**Excerpt**
::::
The employer should discuss the request and provide the accommodation, or a reasonable alternative, if there is no undue hardship.

Other Discrimination Issues

Employees and job applicants are entitled to equal employment opportunity under Title VII and the Age Discrimination in Employment Act (ADEA). COVID-19 fears or health concerns are not an excuse to single out or treat an employee or job applicant differently based on their protected characteristics (e.g., age or nationality). As such, employers may want to remind their workforce that it is a violation of federal, state and local employment laws, as well as the employer's workplace policies, to discriminate, harass or retaliate against any individual based on protected class status. Discrimination takes many forms including derogatory comments, harassing slurs, unfair stereotypes and adverse employment actions such as poor performance reviews, demotion or termination.

National Origin Discrimination. During the COVID-19 pandemic, be on high alert for discrimination, harassment and hate crimes against individuals of Asian descent as this may constitute discrimination based on national origin (as well as race or religion). Employers need to be aware that harassment may occur through electronic communications (e.g. emails and chat communications) as well as in person. As a result, employers should remind their workforce of the prohibition of harassment under Title VII, that harassment will not be tolerated, and encourage reporting of workplace harassment.

Age Discrimination. The ADEA prohibits age discrimination against workers age 40 and older, and employers should not take any negative employment actions against older workers based on their age. For example, an employer should not exclude older workers from the workplace based solely on the belief that they may be at a higher risk of severe illness if they contract COVID-19, if it does not take such actions against employees under age 40.
::::
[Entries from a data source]
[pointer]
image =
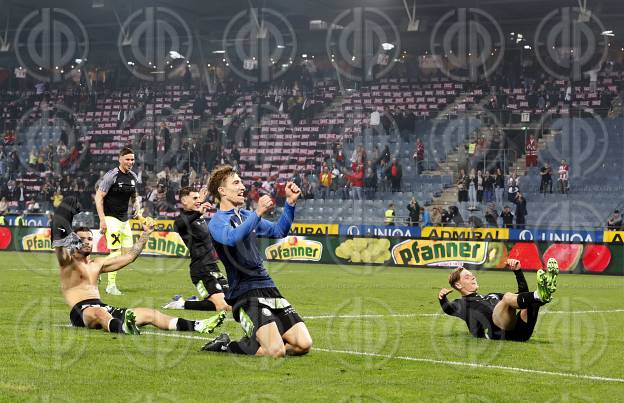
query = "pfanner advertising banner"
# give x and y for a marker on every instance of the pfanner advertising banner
(595, 258)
::::
**Work item**
According to the excerpt on workplace discrimination, which workers does the ADEA protect from age discrimination?

**Expected answer**
Workers age 40 and older.